Exercise brief: Print out every record below, exactly as written.

[Segmentation mask data]
---

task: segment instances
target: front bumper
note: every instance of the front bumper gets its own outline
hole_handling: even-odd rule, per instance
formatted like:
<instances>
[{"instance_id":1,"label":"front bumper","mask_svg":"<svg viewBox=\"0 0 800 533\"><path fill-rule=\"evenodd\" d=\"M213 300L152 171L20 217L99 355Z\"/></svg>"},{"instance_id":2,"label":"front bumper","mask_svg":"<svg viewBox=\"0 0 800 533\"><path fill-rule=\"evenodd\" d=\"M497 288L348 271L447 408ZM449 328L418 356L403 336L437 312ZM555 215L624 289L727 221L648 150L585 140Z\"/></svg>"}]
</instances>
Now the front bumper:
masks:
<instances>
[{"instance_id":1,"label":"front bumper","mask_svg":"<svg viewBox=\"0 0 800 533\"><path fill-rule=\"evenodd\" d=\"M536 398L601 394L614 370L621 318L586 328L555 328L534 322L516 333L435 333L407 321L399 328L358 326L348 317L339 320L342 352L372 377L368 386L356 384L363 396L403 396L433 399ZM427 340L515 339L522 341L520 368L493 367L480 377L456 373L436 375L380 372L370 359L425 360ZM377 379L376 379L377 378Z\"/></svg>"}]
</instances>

---

Answer area:
task: segment instances
target: front bumper
note: every instance of the front bumper gets its own outline
hole_handling: even-odd rule, per instance
formatted like:
<instances>
[{"instance_id":1,"label":"front bumper","mask_svg":"<svg viewBox=\"0 0 800 533\"><path fill-rule=\"evenodd\" d=\"M213 300L152 171L20 217L99 355Z\"/></svg>"},{"instance_id":2,"label":"front bumper","mask_svg":"<svg viewBox=\"0 0 800 533\"><path fill-rule=\"evenodd\" d=\"M497 288L348 271L447 408ZM449 328L418 356L403 336L437 312ZM555 215L624 289L727 221L648 150L585 140Z\"/></svg>"}]
</instances>
Now the front bumper:
masks:
<instances>
[{"instance_id":1,"label":"front bumper","mask_svg":"<svg viewBox=\"0 0 800 533\"><path fill-rule=\"evenodd\" d=\"M536 398L601 394L614 370L621 318L586 328L555 328L534 322L516 333L435 333L407 321L399 328L358 326L348 317L339 320L342 352L372 377L368 386L356 384L363 396L403 396L433 399ZM427 340L515 339L522 341L520 368L493 367L480 377L456 373L436 375L380 372L370 359L425 360ZM377 379L376 379L377 378Z\"/></svg>"}]
</instances>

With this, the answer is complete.